**Description of the task**
Please answer from the manufacturing policy text: what percentage of capital equipment costs could a manufacturer expense as of January 1, 2023?

**Text passage**
* start *

Omar Nashashibi, founding partner of The Franklin Partnership LLP, a bi-partisan government relations firm, and Caitlin Sickles, senior principal, Bracewell, an industry-focused legal and advocacy strategies firm, came together at The MFG Meeting 2023 to share data and insights on policy-making actions of concern to manufacturers. Here are seven key takeaways:
As of January 1, 2023, a manufacturer’s ability to expense capital equipment went from 100% to 80%.
“For machine builders and suppliers, if you’re buying a $5 million machine, and you’re going from 100% expensing (“bonus depreciation”) to 80%, that’s a huge chunk of money that affects your financing. This is a major issue and a detriment to the American economy,” says Nashashibi.
In addition, the allowable bonus depreciation continues to decline by 20% until it phases out over five years.
Research and development costs must be amortized over five years this year instead of having the option to fully expense them.
Effective, January 1, 2022, companies will pay taxes on R&D expenditures over time and will no longer be able to expense them in the year incurred and free up capital for more investment.
“This is another example of how government is impacting your business,” says Nashashibi.

* end *

**Available data**
* start *

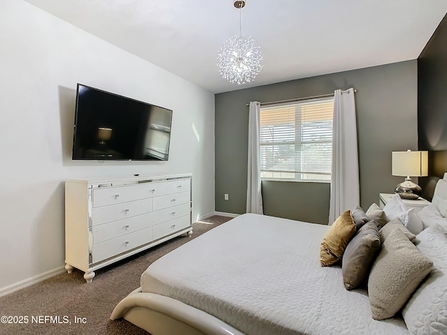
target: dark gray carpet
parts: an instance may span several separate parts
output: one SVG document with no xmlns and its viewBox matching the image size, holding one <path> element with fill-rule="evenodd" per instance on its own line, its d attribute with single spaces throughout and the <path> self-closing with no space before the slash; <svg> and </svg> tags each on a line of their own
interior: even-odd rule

* end *

**Response below**
80%, down from 100%.